**** Material for the task
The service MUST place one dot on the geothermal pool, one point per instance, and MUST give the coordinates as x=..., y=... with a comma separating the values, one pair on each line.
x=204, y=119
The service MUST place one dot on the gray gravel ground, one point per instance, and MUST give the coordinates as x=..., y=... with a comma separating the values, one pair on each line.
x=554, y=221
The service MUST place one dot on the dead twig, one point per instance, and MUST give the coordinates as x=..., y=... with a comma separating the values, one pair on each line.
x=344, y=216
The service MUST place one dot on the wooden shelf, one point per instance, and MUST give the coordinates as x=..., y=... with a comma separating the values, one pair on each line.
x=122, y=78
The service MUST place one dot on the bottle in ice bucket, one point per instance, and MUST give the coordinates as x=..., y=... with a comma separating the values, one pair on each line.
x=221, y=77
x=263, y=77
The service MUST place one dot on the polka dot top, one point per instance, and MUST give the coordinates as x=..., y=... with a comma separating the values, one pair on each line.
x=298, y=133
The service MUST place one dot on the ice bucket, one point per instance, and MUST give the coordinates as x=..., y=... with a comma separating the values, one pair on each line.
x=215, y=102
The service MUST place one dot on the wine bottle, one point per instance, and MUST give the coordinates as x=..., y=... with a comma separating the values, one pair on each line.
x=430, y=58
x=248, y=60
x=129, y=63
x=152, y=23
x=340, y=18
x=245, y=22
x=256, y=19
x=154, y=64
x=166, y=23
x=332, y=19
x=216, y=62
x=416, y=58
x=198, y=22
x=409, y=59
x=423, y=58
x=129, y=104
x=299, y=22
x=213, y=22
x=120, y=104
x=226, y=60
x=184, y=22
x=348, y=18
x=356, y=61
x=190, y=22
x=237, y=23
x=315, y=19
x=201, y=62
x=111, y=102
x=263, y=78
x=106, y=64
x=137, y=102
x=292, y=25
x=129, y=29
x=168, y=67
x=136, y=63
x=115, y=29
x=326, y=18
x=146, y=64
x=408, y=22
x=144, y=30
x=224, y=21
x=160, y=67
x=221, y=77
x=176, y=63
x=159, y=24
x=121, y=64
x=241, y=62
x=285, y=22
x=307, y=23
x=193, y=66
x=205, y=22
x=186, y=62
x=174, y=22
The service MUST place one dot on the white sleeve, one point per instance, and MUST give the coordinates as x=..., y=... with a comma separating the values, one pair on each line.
********
The problem: From top to bottom, please output the material exactly.

Problem solution:
The service MUST place one dot on the geothermal pool, one point per instance, and MUST give the coordinates as x=..., y=... with a comma separating the values, one pair on each line.
x=204, y=119
The service MUST place one dot on the gray gravel ground, one point per instance, and MUST give the coordinates as x=..., y=... with a comma separating the values, one pair on each line.
x=554, y=221
The service MUST place one dot on the dead twig, one point per instance, and MUST give the coordinates as x=..., y=... with a comma separating the values, one pair on each line.
x=344, y=216
The service MUST place one dot on the wooden shelf, one point per instance, and MUST give the coordinates as x=..., y=... with a comma separating the values, one pair on each line.
x=122, y=78
The service MUST place one dot on the bottle in ice bucket, one point per instance, and MUST give the coordinates as x=..., y=... with a comma separating the values, one pair on each line.
x=221, y=77
x=263, y=77
The service MUST place one dot on the polka dot top, one point per instance, and MUST give the coordinates as x=..., y=... with a comma separating the values, one pair on each line.
x=298, y=133
The service MUST place one dot on the ice bucket, one point per instance, and MUST give the coordinates as x=..., y=... with a comma separating the values, one pair on each line.
x=215, y=102
The service MUST place one dot on the wine bottle, one point per instance, and MUST give the coordinates as x=..., y=... with a comma separating the values, one pair on each line.
x=430, y=58
x=248, y=60
x=129, y=63
x=152, y=23
x=340, y=18
x=245, y=22
x=256, y=19
x=154, y=64
x=166, y=23
x=332, y=19
x=216, y=62
x=416, y=58
x=198, y=22
x=409, y=59
x=423, y=58
x=129, y=104
x=299, y=22
x=213, y=22
x=120, y=104
x=226, y=60
x=184, y=22
x=348, y=18
x=356, y=61
x=190, y=22
x=237, y=23
x=315, y=19
x=201, y=62
x=111, y=102
x=263, y=78
x=106, y=64
x=137, y=102
x=292, y=25
x=129, y=29
x=168, y=67
x=136, y=63
x=115, y=29
x=326, y=18
x=146, y=64
x=408, y=22
x=144, y=30
x=224, y=21
x=160, y=67
x=221, y=77
x=176, y=63
x=159, y=24
x=121, y=64
x=241, y=62
x=285, y=22
x=307, y=23
x=193, y=66
x=205, y=22
x=186, y=62
x=174, y=22
The service MUST place one dot on the white sleeve, one point per instance, and MUST give the coordinates as x=..., y=... with a comma separating the values, one pair on each line.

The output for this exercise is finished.